Die weiteren Aspekte der Geltendmachung von Schadensersatzansprüchen wie bspw. Mitverschulden und Verjährung richten sich nach dem Recht der Mitgliedstaaten (Neun/Lubitzsch, BB 2017, 2563, 2569; Becker in: Plath, BDSG/DSGVO, 2. Aufl. 2016, Artikel 82 DSGVO Rn. 8).
V. Haftungsausfüllender Tatbestand
Der Anspruch gem. Art. 82 DSGVO setzt im Rahmen des haftungsausfüllenden Tatbestandes einen kausalen Schaden voraus. Die Verordnung enthält zwar keine nähere Definition des Schadensbegriffs, jedoch lässt sich dem Wortlaut sowie dem Erwägungsgrund 146 entnehmen, dass dieser im Lichte der Rspr. des EuGH weit auszulegen ist und dementsprechend sowohl materielle als auch immaterielle Schäden umfasst (Neun/Lubitzsch, BB 2017, 2563, 2567; Becker in: Plath, BDSG/DSGVO, 2. Aufl. 2016, Artikel 82 DSGVO Rn. 7). Als materieller Schaden sind sämtliche vermögensbezogene Nachteile des Betroffenen einschließlich Folgeschäden wie Kosten der Rechtsverfolgung ersatzfähig. Bei einer unbefugten Datennutzung ist darauf abzustellen, ob im Hinblick auf die konkret betreffenden Daten eine Kommerzialisierungsmöglichkeit besteht (Neun/Lubitzsch, BB 2017, 2563, 2567).
━━━━━━━━━━━━━━━━━━━━━━━━━━━━━━
● **AUFGABEN ZUR ÜBUNG**:
**a.** Übertragen Sie aus dem Textauszug zum Schadensersatz nach Art. 82 DSGVO den Satz „Als materieller Schaden sind sämtliche vermögensbezogene Nachteile des Betroffenen einschließlich Folgeschäden wie Kosten der Rechtsverfolgung ersatzfähig.“ ins Englische.
**b.** Schreiben Sie den Textauszug zum Schadensersatz nach Art. 82 DSGVO im Anschluss an seinen letzten Satz weiter.
Die anschließenden Datensätze werden für die Bearbeitung nicht gebraucht.
━━━━━━━━━━━━━━━━━━━━━━━━━━━━━━
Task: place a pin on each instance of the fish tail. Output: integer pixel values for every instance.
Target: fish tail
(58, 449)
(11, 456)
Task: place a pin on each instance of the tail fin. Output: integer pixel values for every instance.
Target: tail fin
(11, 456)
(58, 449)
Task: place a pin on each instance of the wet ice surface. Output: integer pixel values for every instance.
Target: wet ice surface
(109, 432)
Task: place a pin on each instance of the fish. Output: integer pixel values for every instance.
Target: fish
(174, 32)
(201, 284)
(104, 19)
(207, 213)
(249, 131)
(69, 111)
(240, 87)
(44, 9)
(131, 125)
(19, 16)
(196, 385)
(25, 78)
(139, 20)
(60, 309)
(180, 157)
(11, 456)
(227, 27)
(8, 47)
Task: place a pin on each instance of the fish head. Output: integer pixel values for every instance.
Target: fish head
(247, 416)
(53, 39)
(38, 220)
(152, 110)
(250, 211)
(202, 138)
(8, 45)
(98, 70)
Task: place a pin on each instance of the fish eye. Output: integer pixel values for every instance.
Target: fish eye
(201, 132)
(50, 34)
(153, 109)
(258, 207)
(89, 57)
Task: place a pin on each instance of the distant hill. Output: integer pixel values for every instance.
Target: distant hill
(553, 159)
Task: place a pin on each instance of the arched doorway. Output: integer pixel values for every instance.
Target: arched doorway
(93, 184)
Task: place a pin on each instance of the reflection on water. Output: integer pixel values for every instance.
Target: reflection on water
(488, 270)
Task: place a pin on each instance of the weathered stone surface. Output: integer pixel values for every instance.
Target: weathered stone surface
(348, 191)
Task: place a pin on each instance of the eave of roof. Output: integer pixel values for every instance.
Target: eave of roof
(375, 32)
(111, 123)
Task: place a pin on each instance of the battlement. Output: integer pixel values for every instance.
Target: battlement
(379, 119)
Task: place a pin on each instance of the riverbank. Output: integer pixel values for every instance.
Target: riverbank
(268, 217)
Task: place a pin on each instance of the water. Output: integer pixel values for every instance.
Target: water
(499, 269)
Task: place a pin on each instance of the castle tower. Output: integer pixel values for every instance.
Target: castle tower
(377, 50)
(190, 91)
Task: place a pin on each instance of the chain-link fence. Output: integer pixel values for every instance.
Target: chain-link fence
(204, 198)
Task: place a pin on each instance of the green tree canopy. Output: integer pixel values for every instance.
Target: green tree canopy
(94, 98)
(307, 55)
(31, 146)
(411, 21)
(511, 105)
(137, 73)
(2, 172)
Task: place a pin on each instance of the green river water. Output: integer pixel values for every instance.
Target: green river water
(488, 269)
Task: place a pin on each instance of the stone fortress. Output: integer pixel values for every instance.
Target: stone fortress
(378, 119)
━━━━━━━━━━━━━━━━━━━━━━━━━━━━━━
● **ERGEBNISSE DER ÜBUNG**:
**a.** All financial disadvantages suffered by the data subject, including consequential damages such as the costs of legal action, are compensable as material damage.

**b.**
Ersatzfähig sind darüber hinaus auch immaterielle Schäden, die i.d.R. aus einer Verletzung des allgemeinen Persönlichkeitsrechts resultieren (Neun/Lubitzsch, BB 2017, 2563, 2567). Anders als bei § 8 Abs. 2 BDSG ist der Anspruch nicht auf schwere Verletzungen beschränkt (Becker in: Plath, BDSG/DSGVO, 2. Aufl. 2016, Artikel 82 DSGVO Rn. 7). Eine solche, auch dem verfassungsrechtlichen Entschädigungsanspruch gem. § 823 Abs. 1 BGB i. V. m. Art. 2 Abs. 1, Art. 1 Abs. 1 GG immanente Beschränkung auf schwerwiegende Verstöße, die auf andere Weise nicht wirksam abgeholfen werden können, dürfte nicht mit dem Effektivitätsgebot der EuGH-Rechtsprechung vereinbar sein (Bergt in: Kühling/Buchner, DS-GVO, 2017, Art. 82 Rn. 18; Becker in: Plath, BDSG/DSGVO, 2. Aufl. 2016, Artikel 82 DSGVO Rn. 4; Neun/Lubitzsch, BB 2017, 2563, 2568).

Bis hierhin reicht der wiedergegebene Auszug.